FRAGMENTO DEL TEXTO -
::::
28-01-2018

Hemos celebrado con gran gozo y esperanza, la fiesta de nuestro Patrón, el joven diácono, mártir, San Vicente, “vencedor en todo. Venció en las palabras y venció en los tormentos, venció en la confesión de fe y venció en la tribulación, venció abrasado en el fuego y venció al ser arrojado a las olas, venció, finalmente al ser atormentado y venció al morir por la fe” (San Agustín). Su gran victoria es su fe que vence al mundo; su martirio en la lozanía de la vida es testimonio que nada ni nadie nos podrá arrebatar del amor de Cristo, que ni espada, ni fuego, ni violencia, ni persecución, ni criatura alguna nos podrá separar del amor de Cristo, resucitado, vencedor del odio, del pecado y de la muerte. Este testimonio de los mártires, de san Vicente, es acontecimiento vivo que en su entrega hasta la muerte da fe de que «realmente, el misterio del hombre se esclarece en el misterio del Verbo encarnado» (GS 22), y que la visión y la verdad del hombre, la genuina visión del hombre tiene su fundamento en Él. En efecto, el martirio de nuestros mártires significa que «Cristo no sólo indica a los hombres el camino de la vida interior, sino que Él mismo se presenta como el ‘camino’ para ello. El ‘camino’ porque es el Verbo encarnado, es el Hombre. Sólo Cristo con su humanidad revela hasta el fondo el misterio del hombre, porque tanto amó Dios al hombre que envió a su Hijo venido en carne y entregó u vida por Él. Esto es lo que vale el hombre, inseparable de Dios, de su amor.
::::
DATOS REGISTRADOS -
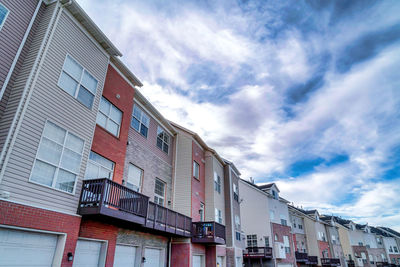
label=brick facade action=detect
[0,200,81,267]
::::
CONSIGNA ESCRITA - Resume el párrafo del texto sobre san Vicente que empieza con «Hemos celebrado con gran gozo» y conserva sus datos principales.

RESULTADO FINAL - Se ha celebrado con gozo y esperanza la fiesta del patrón, san Vicente, joven diácono y mártir. San Agustín lo llama «vencedor en todo», porque venció en las palabras, en los tormentos, en la confesión de fe, en la tribulación, en el fuego, en las olas y al morir por la fe. Su gran victoria es la fe que vence al mundo. Su martirio en plena juventud atestigua que nada ni nadie podrá separarnos del amor de Cristo resucitado, vencedor del odio, del pecado y de la muerte. Este testimonio de los mártires muestra que el misterio del hombre se esclarece en el misterio del Verbo encarnado (GS 22) y que la verdadera visión del hombre se funda en Cristo. Él no solo indica el camino de la vida interior, sino que él mismo es ese camino. Solo Cristo, con su humanidad, revela plenamente el misterio del hombre, porque Dios amó tanto al hombre que envió a su Hijo hecho carne. Eso es lo que vale el hombre, inseparable de Dios y de su amor.